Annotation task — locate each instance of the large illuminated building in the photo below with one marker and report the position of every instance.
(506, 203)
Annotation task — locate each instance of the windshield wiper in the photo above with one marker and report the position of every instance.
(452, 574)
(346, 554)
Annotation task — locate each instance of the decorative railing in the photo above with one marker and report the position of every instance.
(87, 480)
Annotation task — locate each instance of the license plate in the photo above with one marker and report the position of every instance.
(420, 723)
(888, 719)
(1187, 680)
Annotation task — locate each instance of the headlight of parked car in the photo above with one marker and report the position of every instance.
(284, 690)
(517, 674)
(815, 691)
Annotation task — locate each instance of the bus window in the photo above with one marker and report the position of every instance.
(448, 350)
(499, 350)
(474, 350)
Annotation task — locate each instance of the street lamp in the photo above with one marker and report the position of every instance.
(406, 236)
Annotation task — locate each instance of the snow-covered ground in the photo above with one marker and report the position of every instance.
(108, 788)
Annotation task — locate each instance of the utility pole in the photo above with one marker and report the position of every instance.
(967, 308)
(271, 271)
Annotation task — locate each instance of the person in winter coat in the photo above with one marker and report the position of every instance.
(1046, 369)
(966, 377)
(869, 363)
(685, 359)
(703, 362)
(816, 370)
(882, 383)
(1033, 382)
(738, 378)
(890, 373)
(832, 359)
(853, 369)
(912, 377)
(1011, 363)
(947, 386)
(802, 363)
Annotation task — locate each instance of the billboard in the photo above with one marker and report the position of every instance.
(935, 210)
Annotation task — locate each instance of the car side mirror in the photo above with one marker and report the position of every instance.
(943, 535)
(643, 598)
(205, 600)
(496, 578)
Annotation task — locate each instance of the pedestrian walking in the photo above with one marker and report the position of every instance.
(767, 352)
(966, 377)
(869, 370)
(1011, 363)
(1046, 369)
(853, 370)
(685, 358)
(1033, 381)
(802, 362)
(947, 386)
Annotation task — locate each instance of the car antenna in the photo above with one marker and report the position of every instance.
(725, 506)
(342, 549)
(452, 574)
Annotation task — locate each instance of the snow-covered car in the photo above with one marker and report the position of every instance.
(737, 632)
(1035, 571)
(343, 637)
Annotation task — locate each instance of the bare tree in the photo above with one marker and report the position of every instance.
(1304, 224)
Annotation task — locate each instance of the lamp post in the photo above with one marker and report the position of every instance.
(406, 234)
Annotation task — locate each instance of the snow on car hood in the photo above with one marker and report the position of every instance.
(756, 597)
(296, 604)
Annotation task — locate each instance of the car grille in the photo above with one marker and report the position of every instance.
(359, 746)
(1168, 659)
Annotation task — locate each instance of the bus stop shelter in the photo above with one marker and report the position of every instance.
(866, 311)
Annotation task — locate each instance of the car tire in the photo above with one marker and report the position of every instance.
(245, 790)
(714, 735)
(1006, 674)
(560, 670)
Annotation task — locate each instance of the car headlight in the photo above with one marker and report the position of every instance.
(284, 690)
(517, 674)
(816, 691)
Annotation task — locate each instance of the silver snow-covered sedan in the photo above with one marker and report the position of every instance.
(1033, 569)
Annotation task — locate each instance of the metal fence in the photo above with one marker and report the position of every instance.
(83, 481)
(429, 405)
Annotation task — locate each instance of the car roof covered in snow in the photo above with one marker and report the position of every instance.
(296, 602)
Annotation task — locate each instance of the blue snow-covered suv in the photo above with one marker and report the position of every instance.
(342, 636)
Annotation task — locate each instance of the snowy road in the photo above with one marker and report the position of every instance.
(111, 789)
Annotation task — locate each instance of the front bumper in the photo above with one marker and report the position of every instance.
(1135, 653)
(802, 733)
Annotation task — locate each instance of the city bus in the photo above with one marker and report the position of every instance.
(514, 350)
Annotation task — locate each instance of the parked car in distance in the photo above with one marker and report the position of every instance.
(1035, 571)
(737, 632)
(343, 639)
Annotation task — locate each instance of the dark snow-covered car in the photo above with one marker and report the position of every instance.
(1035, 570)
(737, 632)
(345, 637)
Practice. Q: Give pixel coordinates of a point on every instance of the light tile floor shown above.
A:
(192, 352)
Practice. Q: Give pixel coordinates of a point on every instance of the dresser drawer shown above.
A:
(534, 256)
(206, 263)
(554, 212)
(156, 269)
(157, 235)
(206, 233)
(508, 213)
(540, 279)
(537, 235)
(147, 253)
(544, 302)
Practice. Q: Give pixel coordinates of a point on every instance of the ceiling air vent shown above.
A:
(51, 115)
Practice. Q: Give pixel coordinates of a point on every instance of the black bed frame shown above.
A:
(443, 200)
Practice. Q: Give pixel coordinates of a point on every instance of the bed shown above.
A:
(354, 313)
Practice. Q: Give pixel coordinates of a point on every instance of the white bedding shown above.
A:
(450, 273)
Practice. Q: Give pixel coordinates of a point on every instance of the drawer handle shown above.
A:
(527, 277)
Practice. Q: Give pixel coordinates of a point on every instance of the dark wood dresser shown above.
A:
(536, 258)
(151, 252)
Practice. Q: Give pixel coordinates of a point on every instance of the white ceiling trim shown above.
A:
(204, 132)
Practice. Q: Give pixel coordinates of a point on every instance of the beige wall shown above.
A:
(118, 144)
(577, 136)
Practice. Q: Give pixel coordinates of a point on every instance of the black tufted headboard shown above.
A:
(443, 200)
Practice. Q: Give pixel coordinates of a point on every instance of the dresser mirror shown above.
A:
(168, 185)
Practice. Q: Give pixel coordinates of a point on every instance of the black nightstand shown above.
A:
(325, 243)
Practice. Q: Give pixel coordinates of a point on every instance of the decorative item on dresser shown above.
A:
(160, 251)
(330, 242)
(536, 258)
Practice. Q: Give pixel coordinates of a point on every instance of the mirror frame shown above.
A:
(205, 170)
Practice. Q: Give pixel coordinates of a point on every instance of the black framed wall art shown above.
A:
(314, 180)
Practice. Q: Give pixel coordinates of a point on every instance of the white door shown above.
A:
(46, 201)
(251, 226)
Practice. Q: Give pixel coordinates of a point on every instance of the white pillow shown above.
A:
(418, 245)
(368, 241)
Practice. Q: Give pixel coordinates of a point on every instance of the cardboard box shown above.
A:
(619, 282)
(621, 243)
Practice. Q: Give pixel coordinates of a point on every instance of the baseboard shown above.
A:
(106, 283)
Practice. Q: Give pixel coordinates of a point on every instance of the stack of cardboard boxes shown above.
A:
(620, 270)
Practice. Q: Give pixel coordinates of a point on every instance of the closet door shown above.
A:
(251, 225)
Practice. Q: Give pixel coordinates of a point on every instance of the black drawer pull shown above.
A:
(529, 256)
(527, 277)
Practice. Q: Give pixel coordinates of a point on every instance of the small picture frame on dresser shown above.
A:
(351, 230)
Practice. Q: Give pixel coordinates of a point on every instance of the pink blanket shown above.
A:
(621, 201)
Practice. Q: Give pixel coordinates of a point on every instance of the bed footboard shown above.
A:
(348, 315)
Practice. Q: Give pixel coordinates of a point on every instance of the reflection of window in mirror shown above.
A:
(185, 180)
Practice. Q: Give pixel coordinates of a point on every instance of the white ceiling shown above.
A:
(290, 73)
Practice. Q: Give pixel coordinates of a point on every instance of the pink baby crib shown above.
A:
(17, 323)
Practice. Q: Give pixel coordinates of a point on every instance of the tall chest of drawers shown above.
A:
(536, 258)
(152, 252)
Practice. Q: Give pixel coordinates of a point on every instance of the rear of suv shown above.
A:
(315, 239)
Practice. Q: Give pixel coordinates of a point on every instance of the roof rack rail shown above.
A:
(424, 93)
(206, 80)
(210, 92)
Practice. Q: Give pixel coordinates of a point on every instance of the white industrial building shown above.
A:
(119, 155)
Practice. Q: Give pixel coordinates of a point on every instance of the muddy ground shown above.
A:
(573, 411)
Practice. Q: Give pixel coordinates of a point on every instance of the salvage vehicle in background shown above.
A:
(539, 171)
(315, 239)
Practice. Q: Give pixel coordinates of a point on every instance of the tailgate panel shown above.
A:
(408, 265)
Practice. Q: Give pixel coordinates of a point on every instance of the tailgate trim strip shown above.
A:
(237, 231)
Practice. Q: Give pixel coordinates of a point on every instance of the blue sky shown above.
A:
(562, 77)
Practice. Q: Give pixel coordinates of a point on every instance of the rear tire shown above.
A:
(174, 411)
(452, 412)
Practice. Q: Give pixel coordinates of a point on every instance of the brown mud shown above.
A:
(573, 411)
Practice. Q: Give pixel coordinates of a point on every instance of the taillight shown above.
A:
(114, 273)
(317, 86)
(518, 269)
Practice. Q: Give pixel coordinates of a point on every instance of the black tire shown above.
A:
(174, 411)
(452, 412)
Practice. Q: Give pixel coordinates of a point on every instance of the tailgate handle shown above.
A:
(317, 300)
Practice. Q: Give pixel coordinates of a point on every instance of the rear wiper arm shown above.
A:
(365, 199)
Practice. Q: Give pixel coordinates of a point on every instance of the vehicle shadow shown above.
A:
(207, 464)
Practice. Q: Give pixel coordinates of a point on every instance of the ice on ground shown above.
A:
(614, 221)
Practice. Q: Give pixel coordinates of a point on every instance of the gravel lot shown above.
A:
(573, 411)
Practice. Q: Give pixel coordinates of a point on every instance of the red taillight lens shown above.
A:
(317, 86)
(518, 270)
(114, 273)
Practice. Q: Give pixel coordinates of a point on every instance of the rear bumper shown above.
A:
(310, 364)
------------------------------------
Could you copy every line from the records that has "trim" in it?

## Answer for this exercise
Practice. Q: Give pixel coordinates of a point on every instance of the white ceiling trim shown above.
Practice. Q: Give pixel coordinates of a point on every instance of the tailgate trim strip shown above.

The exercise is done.